* [Task objective]
Repeat exactly the lines below from the line that contains "Q: Tag each instance of the bird's" to the last line, inclusive, without the pictures.

* [Records to use]
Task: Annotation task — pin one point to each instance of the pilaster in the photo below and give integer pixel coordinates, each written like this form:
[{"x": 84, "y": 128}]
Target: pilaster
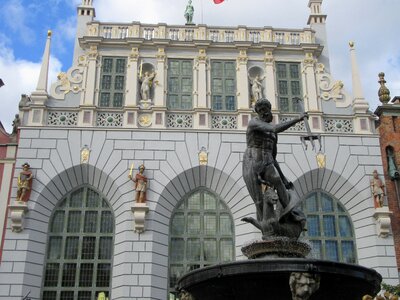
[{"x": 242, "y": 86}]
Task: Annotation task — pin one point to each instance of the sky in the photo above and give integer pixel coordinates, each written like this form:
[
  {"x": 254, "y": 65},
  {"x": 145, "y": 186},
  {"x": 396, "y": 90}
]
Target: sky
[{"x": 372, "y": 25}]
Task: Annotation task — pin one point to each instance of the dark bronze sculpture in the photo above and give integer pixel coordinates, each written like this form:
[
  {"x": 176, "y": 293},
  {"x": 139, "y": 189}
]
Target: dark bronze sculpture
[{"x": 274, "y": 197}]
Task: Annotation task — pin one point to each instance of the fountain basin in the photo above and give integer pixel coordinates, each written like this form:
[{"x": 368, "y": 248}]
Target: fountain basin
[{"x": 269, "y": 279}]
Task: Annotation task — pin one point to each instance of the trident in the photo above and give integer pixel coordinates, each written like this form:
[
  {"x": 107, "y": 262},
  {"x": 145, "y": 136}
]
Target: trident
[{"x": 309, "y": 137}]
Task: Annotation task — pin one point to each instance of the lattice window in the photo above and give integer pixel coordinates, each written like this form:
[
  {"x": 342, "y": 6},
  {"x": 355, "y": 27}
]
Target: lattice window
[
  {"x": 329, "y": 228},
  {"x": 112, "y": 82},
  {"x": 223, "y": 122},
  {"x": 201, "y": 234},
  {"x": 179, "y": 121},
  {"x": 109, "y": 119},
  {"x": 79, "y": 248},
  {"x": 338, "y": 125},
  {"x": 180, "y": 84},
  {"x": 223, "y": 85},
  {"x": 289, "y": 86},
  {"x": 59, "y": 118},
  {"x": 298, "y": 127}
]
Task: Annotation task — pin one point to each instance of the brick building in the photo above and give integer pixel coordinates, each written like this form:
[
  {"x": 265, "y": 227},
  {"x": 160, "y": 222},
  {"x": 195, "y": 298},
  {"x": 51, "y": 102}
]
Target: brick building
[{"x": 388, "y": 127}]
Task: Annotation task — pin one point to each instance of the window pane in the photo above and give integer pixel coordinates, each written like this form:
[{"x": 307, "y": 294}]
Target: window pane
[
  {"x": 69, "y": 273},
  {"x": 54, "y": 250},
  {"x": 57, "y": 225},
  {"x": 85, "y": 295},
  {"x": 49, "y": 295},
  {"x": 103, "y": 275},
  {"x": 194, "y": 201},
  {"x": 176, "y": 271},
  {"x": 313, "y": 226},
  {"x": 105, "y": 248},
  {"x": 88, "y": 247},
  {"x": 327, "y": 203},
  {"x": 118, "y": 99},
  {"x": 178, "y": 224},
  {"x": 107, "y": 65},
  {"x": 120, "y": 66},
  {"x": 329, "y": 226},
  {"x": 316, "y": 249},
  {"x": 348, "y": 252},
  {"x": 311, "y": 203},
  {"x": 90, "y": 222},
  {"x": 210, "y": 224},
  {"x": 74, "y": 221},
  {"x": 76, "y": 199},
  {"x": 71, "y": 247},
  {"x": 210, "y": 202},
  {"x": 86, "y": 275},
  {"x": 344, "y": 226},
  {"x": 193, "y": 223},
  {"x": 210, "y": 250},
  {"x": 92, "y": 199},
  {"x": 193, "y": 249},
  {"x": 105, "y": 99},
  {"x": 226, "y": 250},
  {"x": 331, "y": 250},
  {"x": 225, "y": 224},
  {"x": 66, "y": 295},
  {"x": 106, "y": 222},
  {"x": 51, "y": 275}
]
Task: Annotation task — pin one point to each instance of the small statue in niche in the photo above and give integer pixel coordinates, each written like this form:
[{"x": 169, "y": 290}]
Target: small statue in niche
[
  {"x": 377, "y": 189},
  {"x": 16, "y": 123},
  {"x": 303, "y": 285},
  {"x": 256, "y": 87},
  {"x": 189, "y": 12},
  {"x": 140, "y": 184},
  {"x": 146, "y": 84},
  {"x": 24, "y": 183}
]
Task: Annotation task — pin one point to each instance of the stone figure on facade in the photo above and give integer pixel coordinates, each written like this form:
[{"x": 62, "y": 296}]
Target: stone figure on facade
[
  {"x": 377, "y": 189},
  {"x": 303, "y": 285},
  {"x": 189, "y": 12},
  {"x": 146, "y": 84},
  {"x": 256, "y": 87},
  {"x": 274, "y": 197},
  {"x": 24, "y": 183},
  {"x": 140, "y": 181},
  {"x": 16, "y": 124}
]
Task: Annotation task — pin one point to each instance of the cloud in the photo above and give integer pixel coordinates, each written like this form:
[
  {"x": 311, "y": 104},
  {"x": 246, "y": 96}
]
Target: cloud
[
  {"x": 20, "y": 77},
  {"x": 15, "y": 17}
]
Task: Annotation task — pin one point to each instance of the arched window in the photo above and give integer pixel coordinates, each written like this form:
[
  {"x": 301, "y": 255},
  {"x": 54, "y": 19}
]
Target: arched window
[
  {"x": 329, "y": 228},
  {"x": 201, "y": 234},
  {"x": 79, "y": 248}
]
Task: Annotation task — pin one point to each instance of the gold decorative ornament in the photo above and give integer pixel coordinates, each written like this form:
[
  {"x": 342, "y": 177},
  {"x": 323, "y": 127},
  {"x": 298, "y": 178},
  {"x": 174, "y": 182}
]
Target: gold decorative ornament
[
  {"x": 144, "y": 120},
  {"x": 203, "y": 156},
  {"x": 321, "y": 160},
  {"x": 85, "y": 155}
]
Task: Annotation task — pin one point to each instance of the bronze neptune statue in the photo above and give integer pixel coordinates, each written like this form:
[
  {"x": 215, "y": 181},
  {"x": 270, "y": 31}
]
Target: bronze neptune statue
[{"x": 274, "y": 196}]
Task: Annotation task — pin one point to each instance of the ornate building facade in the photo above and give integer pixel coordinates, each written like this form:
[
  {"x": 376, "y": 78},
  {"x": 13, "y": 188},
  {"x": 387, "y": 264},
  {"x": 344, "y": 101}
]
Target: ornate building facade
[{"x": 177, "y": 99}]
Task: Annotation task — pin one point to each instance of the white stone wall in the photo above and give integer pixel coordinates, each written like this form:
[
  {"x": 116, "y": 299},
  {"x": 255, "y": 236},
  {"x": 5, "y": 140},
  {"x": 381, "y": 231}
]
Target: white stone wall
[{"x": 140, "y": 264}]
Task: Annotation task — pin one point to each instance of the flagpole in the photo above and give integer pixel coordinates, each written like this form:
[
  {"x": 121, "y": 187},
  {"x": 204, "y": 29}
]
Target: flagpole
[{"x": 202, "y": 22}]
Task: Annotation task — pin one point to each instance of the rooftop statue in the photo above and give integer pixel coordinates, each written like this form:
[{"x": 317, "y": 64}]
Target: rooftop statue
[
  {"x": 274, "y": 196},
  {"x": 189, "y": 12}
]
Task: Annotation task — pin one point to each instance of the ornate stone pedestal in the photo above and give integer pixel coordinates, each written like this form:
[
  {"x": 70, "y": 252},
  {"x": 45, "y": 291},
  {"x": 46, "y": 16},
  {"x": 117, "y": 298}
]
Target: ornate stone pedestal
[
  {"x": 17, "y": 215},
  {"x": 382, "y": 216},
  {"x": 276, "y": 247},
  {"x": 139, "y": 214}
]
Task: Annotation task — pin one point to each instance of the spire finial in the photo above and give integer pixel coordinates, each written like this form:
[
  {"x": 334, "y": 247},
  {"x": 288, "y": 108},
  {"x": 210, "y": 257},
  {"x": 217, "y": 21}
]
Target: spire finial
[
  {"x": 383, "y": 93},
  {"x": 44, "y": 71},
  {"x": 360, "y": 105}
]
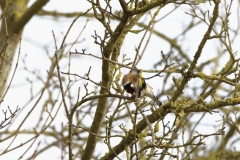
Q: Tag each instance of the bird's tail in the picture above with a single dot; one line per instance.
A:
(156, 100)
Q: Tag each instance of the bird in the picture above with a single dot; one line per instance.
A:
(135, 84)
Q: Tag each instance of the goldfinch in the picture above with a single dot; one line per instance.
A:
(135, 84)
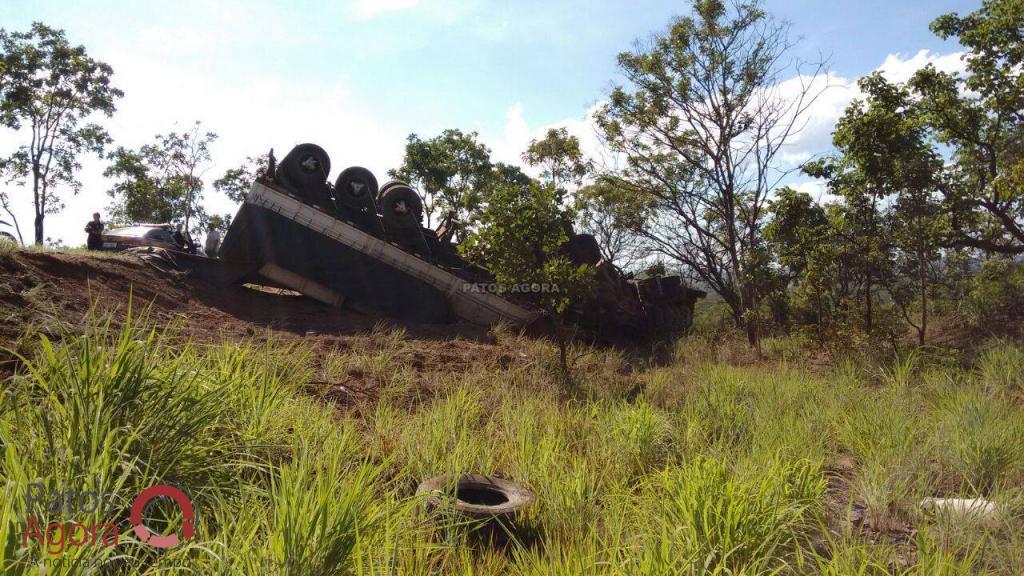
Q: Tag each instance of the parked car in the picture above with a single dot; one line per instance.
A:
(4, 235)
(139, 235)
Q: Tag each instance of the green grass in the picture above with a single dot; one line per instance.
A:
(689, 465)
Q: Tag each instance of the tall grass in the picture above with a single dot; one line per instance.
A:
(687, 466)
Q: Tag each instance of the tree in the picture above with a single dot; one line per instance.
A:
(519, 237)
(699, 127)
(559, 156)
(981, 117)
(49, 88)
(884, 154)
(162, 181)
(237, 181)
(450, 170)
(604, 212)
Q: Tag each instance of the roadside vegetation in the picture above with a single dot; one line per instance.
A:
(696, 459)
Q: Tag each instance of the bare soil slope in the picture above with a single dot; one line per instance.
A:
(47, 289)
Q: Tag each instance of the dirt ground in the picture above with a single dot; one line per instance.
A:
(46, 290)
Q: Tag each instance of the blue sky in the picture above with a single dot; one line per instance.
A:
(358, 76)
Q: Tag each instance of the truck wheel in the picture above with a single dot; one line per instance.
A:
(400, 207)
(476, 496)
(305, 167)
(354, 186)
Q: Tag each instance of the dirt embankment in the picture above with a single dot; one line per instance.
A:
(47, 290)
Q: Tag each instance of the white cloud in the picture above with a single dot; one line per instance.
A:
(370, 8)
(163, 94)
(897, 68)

* [Worked answer]
Q: Tag each instance of the bird's tail in the picture above with a single dot; one line per instance.
A:
(156, 100)
Q: Tag each instance of the bird in the picture above with a single dot; one line per instance.
A:
(135, 84)
Q: Tag each instance of the goldfinch in the picture above with a single dot; one line per instance.
A:
(135, 84)
Q: Tag each instance of the parked car in the picture above with a single dot; one line per instance.
A:
(4, 235)
(139, 235)
Q: Tag each instance of the green grass in the picture above with a single dot; one line per instance.
A:
(689, 465)
Q: Tag each instance of the tall grass in the picture above with a single dot; one line per instance.
A:
(687, 466)
Q: Tag each instance of the tree in the picture above with a single dot; one line per instance.
A:
(519, 237)
(699, 127)
(559, 156)
(981, 117)
(49, 88)
(884, 154)
(162, 181)
(237, 181)
(450, 170)
(604, 212)
Q: Tag each instance of the roadside vegetation in the picture above with a single dot; one line per instance.
A:
(696, 459)
Q: Tag each instance of the bare soil slope in the picture above with a single dot; one line per instance.
A:
(47, 289)
Q: Tag each instance of the dirt ground in the picture above with a single dot; one line per instance.
A:
(46, 290)
Q: Tag each instance of the blue sky in the picture above with a single dot; one line per instance.
A:
(358, 76)
Q: Tag each instance of the truck wheel in the picture above with a single dot; one line per instance.
A:
(400, 207)
(476, 496)
(305, 167)
(354, 186)
Q: Tag each instance of the dirt embankment in the picture above with a single dot; one line per instance.
A:
(47, 290)
Q: Tag each instance of the white cloud in the picture above with a single dot; one line per instance.
A:
(370, 8)
(163, 94)
(897, 68)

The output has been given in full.